Nothing but the lines from the one holding "Please mark the deck" to the final line of the listing below, both included, should be repeated, and each must match exactly. Omit pictures.

Record set –
BEGIN

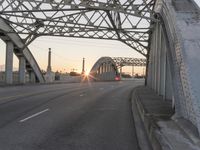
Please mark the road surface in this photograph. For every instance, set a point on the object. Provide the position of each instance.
(77, 116)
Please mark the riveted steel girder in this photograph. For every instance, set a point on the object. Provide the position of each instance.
(128, 21)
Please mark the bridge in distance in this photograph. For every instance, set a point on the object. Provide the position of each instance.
(165, 32)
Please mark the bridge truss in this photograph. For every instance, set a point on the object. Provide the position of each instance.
(126, 61)
(129, 21)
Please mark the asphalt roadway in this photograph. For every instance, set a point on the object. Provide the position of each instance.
(75, 116)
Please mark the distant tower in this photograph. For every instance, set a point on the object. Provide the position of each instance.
(49, 61)
(83, 66)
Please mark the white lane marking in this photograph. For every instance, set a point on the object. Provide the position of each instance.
(34, 115)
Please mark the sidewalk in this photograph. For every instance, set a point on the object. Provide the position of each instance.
(163, 132)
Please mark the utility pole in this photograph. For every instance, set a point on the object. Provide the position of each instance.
(83, 66)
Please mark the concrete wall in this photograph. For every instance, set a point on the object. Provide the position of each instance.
(15, 77)
(174, 57)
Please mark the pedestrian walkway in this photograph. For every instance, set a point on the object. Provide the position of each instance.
(164, 131)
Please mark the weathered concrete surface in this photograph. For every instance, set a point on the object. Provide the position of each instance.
(19, 44)
(181, 26)
(163, 132)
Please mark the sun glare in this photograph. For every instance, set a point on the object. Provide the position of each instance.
(87, 73)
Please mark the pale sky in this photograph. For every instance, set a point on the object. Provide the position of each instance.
(67, 53)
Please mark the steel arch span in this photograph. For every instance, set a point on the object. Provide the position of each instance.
(166, 32)
(104, 69)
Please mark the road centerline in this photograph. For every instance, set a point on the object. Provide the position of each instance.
(34, 115)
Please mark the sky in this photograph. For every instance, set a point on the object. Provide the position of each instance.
(67, 53)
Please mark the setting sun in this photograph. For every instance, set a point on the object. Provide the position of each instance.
(87, 73)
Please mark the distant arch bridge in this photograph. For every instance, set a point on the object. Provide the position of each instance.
(166, 32)
(107, 68)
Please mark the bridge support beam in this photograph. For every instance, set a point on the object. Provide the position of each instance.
(9, 63)
(32, 78)
(22, 70)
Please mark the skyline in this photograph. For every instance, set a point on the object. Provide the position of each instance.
(67, 53)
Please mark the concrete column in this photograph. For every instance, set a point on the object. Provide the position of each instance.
(163, 66)
(32, 77)
(9, 63)
(22, 70)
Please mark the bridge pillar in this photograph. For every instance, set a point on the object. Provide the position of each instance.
(22, 70)
(32, 77)
(9, 63)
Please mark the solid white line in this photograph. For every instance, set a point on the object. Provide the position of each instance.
(34, 115)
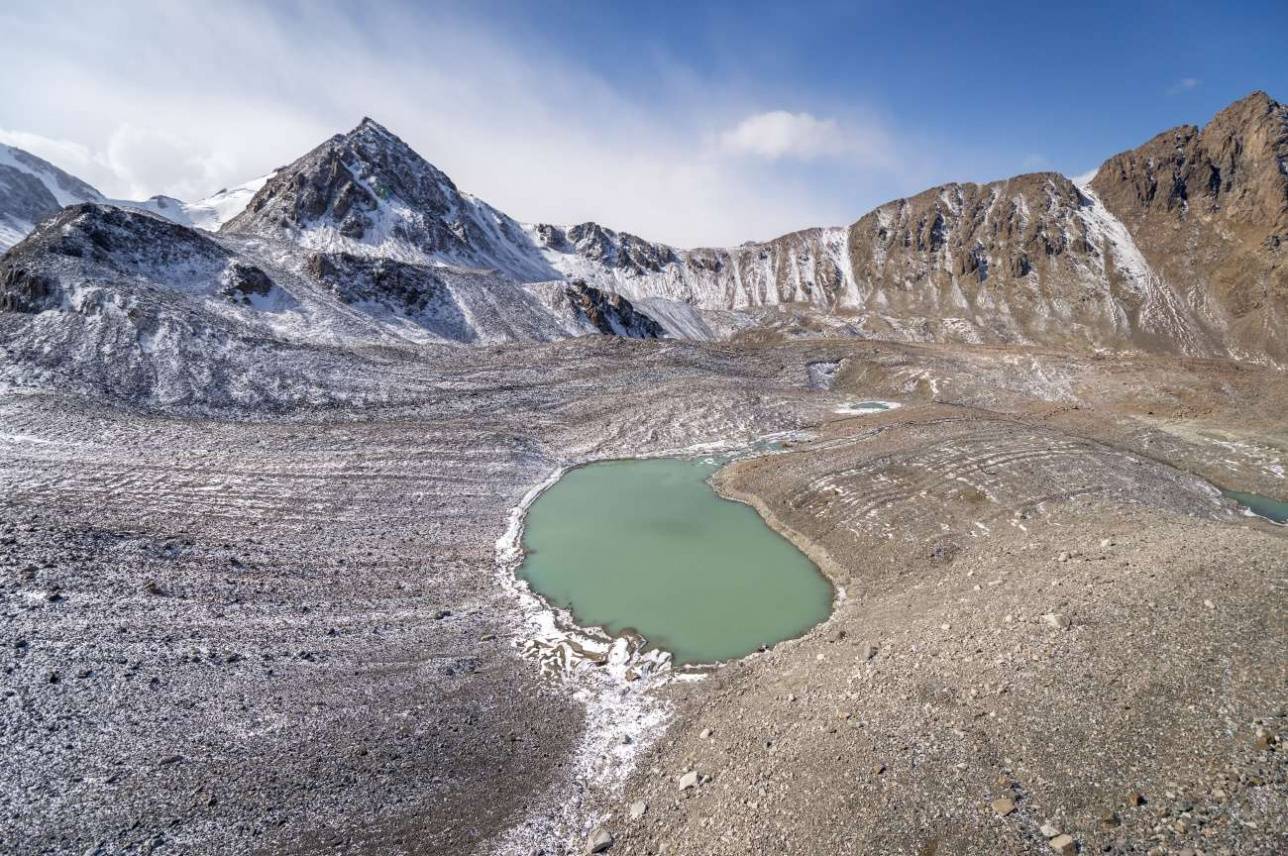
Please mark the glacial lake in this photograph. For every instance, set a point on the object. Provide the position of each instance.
(1260, 505)
(648, 546)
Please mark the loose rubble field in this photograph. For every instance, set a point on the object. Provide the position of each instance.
(289, 635)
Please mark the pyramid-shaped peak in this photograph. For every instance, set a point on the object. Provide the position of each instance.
(369, 124)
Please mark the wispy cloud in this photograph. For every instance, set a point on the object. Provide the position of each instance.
(779, 134)
(186, 98)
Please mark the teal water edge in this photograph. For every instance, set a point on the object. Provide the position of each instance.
(649, 546)
(1260, 505)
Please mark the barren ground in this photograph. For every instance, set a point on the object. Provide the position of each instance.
(287, 635)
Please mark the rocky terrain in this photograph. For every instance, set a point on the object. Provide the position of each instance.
(260, 489)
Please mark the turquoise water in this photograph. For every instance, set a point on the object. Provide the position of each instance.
(1260, 505)
(649, 546)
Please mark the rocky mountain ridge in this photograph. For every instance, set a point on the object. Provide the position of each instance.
(1029, 260)
(1175, 247)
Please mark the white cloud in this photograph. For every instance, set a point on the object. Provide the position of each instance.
(186, 98)
(781, 134)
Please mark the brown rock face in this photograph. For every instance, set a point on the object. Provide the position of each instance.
(1208, 209)
(1023, 260)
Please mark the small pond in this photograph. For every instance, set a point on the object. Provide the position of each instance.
(648, 546)
(863, 408)
(1260, 505)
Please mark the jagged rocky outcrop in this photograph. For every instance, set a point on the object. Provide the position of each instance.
(1208, 211)
(369, 193)
(32, 189)
(611, 313)
(1174, 247)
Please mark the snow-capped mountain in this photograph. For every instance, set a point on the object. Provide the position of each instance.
(206, 214)
(1034, 259)
(1180, 247)
(112, 300)
(32, 189)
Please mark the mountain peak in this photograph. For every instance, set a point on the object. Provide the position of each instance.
(371, 126)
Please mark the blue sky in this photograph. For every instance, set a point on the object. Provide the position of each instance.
(710, 122)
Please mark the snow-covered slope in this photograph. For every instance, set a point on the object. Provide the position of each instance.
(32, 189)
(112, 300)
(206, 214)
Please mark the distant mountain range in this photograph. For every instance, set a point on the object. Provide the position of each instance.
(1177, 246)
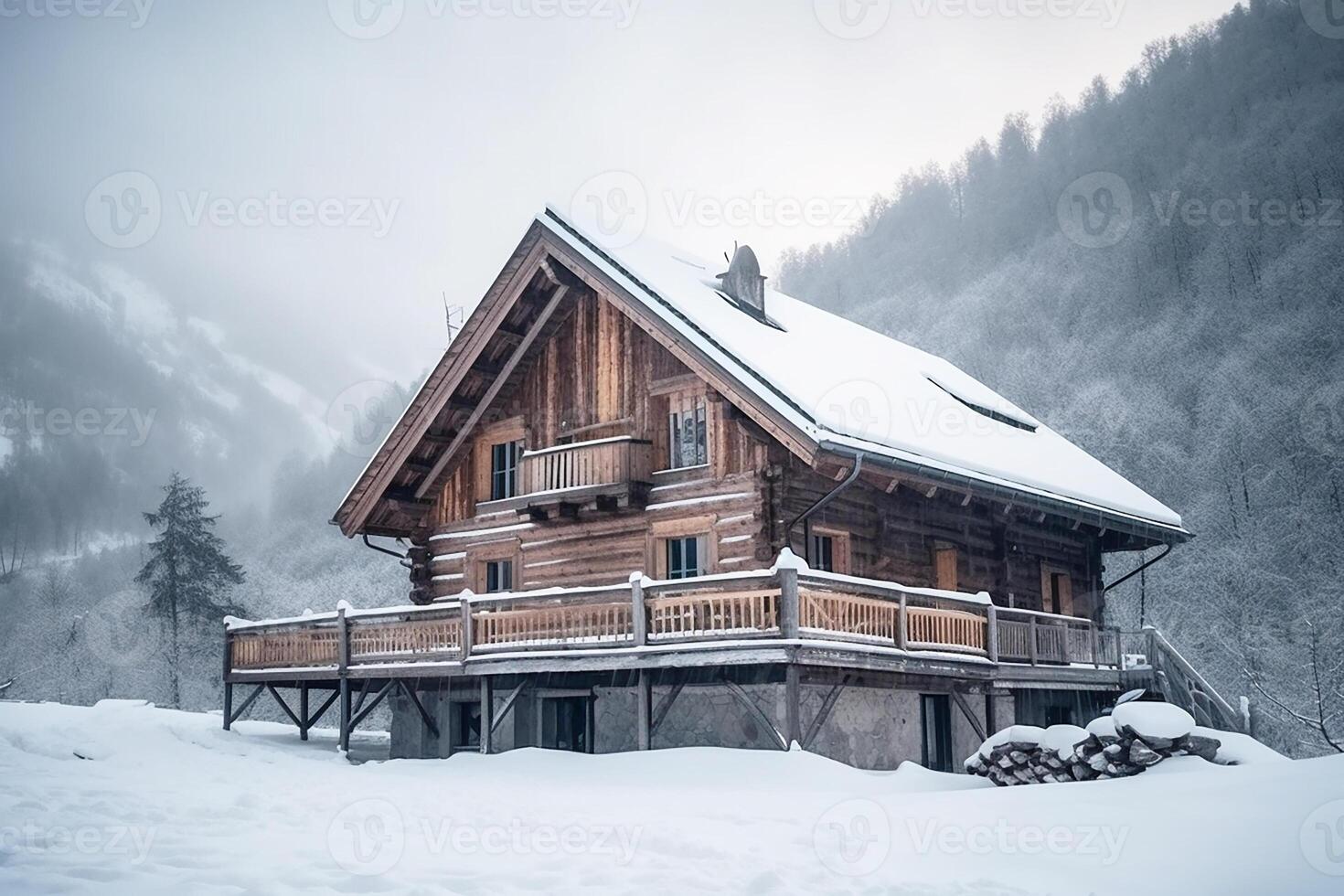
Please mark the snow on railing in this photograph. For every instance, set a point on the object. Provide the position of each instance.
(785, 602)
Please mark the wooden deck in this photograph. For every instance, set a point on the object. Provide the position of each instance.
(752, 617)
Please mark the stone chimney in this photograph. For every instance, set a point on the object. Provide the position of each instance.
(745, 283)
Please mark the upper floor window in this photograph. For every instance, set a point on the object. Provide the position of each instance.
(945, 567)
(504, 469)
(684, 558)
(688, 437)
(828, 551)
(1057, 590)
(499, 577)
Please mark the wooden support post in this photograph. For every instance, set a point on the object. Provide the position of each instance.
(794, 706)
(229, 687)
(902, 630)
(343, 672)
(992, 632)
(345, 715)
(789, 602)
(644, 695)
(468, 635)
(249, 701)
(486, 710)
(638, 615)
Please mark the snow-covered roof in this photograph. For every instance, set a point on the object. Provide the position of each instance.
(851, 389)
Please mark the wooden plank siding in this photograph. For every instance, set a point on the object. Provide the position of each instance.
(600, 375)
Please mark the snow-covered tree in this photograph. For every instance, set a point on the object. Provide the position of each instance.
(188, 572)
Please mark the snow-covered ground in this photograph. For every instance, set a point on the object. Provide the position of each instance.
(128, 798)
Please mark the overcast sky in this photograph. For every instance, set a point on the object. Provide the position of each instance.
(382, 152)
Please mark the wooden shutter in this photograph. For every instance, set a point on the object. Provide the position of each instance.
(945, 567)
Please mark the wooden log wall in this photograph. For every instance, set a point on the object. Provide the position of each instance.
(894, 536)
(598, 375)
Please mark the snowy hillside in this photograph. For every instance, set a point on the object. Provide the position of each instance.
(126, 798)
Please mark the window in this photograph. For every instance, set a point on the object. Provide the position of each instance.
(828, 551)
(935, 719)
(466, 732)
(684, 558)
(945, 567)
(821, 554)
(504, 469)
(688, 440)
(499, 577)
(1057, 590)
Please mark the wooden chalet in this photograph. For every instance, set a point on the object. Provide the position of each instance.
(651, 501)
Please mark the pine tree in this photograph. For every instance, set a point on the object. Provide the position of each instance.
(188, 572)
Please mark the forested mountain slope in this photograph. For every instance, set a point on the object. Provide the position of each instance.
(1157, 272)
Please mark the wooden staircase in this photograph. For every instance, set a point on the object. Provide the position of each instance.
(1179, 683)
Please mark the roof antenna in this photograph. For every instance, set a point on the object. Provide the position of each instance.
(452, 314)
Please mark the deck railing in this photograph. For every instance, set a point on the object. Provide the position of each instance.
(585, 465)
(781, 603)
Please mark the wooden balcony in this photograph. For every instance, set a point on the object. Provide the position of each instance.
(629, 623)
(603, 475)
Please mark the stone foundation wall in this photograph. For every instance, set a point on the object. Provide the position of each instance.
(869, 727)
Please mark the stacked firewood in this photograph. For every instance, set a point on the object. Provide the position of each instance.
(1137, 736)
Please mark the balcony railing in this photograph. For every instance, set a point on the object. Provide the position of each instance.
(585, 465)
(783, 603)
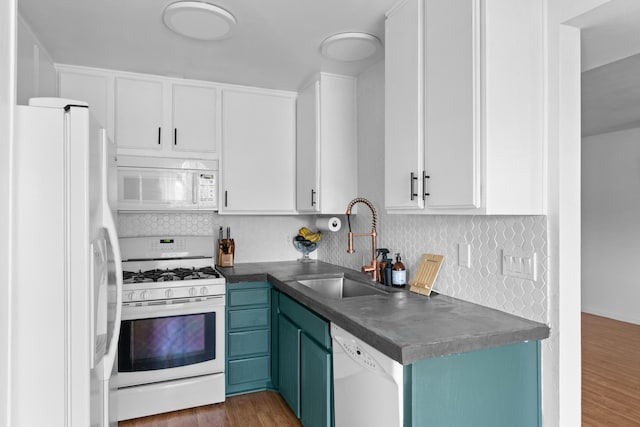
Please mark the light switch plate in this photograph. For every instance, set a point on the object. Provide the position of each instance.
(520, 264)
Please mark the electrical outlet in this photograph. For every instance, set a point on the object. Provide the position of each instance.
(464, 255)
(520, 264)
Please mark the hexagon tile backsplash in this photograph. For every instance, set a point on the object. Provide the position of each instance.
(483, 282)
(257, 238)
(267, 238)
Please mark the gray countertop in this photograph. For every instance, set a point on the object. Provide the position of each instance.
(403, 325)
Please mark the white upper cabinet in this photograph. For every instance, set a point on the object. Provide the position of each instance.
(138, 114)
(464, 107)
(326, 145)
(404, 79)
(165, 117)
(258, 152)
(91, 88)
(194, 118)
(149, 115)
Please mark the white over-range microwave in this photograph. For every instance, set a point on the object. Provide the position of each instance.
(163, 184)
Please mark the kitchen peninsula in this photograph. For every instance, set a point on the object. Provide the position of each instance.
(461, 361)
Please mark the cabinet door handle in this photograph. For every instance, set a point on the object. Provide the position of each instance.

END

Written reply –
Please mark the deck railing in this photograph. For every instance, set a point on the object. Provide the position of each instance.
(585, 465)
(781, 603)
Please mark the wooden balcony in this photograph. For every instance, set a point on the object. Provide the position of each instance.
(629, 623)
(603, 475)
Please mark the stone foundation wall in this photograph. For every instance, set a point on the object. Provide the position of each instance.
(869, 727)
Please mark the stacked firewood in this photograph. For every instance, set a point on the object. Provide the position of each instance.
(1137, 736)
Please mark the balcony railing in this photograph. For every instance, set a point on the object. Provide the position of each instance.
(585, 465)
(783, 603)
Please mark the light switch plate in this photograph. For every instance, set a point on the object. Provide the position of each instance.
(520, 264)
Please mark the electrical outlet in this photograph. For every instance, set a point on the object. Provide the position of each instance.
(464, 255)
(520, 264)
Please mark the hexagon tile backsplash in this photograph. For every instance, set a point on the object. Provide the position of each instance.
(483, 282)
(257, 238)
(267, 238)
Please mark the gray countertop in this photograph. For every instance, set a point on the object. Provide the position of each instance.
(403, 325)
Please mark the white upper cabinet in this photograph. For every instance, set a point on the object. Provide the position of each instance.
(138, 114)
(464, 107)
(326, 145)
(404, 79)
(165, 117)
(258, 152)
(91, 88)
(194, 118)
(149, 115)
Please mark the white over-range microwave in this photograph. For every instance, set a point on the object. Provide the position of each instance.
(163, 184)
Please mark the kitchen peninsula in this photograph. For every instance, set a point on the object. Provide the position of each instance.
(461, 361)
Please mark the cabinet door handle in this photograph. For every instance, set a point on the object. Provide the position of each instance.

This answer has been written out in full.